Report how many lines in the rows that follow contain the string "below", with case counting, and give only that number.

_ _ _

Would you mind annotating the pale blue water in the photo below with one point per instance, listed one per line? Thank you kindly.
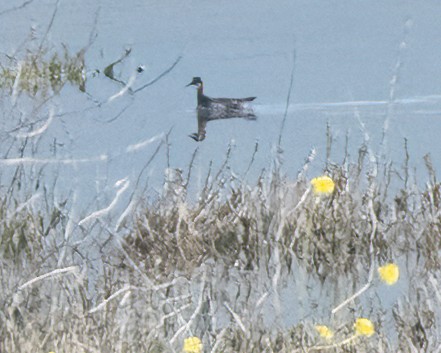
(364, 68)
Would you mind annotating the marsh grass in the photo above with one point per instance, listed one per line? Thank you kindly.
(211, 267)
(43, 72)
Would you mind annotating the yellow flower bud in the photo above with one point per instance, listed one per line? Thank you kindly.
(323, 185)
(364, 327)
(389, 273)
(192, 345)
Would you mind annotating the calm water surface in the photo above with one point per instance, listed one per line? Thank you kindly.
(366, 68)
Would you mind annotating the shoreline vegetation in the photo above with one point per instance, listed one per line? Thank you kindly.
(211, 270)
(279, 265)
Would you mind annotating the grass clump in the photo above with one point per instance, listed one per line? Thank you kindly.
(215, 270)
(43, 73)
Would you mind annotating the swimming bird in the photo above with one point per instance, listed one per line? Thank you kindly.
(209, 108)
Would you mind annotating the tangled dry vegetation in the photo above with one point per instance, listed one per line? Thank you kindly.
(212, 269)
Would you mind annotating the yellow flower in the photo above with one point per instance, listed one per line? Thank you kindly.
(323, 185)
(324, 331)
(192, 345)
(364, 327)
(389, 273)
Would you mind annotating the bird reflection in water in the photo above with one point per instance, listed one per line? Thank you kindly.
(209, 109)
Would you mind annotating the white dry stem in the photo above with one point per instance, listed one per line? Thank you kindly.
(15, 89)
(36, 161)
(123, 184)
(123, 290)
(218, 340)
(137, 146)
(238, 320)
(371, 252)
(124, 90)
(196, 312)
(53, 273)
(40, 130)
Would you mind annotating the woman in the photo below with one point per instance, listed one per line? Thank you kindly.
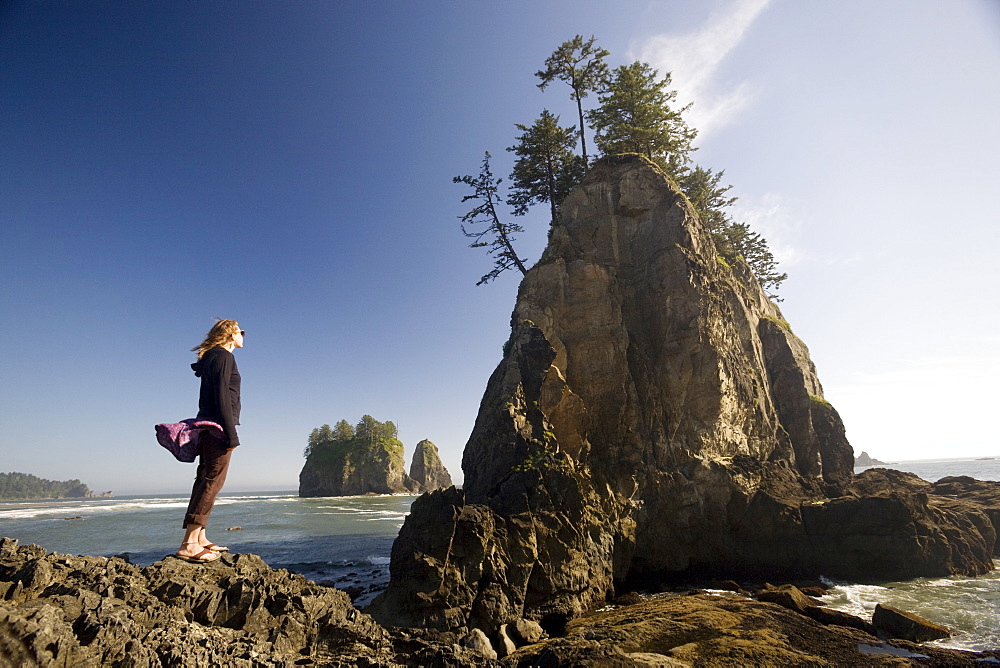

_ _ _

# CORRECT OUTPUT
2